Provided entries –

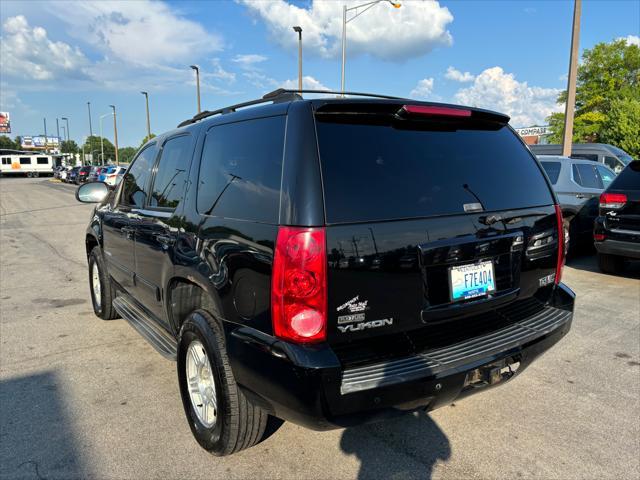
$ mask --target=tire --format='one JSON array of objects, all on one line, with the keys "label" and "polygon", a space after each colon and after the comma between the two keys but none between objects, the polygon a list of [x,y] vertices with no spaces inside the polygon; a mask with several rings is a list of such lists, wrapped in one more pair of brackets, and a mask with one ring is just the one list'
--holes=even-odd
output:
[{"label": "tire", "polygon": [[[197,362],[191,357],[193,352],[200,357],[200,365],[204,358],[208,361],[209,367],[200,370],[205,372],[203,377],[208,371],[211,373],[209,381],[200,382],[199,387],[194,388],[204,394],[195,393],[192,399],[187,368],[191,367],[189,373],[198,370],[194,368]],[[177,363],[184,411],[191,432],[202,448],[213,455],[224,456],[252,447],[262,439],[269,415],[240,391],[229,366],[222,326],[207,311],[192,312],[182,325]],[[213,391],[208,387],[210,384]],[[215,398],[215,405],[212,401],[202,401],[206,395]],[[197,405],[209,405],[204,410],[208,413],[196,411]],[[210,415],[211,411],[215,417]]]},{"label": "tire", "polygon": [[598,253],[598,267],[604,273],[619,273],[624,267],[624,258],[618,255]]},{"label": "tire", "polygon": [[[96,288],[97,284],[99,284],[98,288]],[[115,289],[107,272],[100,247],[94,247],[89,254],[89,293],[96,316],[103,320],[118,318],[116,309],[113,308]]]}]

==

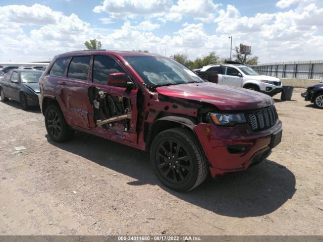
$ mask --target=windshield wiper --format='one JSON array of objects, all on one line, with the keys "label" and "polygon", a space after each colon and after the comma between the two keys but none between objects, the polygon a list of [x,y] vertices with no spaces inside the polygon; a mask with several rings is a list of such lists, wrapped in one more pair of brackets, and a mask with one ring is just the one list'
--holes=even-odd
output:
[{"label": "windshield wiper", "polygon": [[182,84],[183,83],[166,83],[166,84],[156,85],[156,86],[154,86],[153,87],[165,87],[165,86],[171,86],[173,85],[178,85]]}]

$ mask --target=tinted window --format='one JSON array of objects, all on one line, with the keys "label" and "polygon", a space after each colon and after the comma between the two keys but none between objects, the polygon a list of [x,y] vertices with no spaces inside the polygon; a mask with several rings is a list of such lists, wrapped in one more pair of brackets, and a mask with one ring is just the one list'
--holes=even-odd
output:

The request – Tally the lines in the entries above that contain the string "between", and give only that number.

Problem solution – 3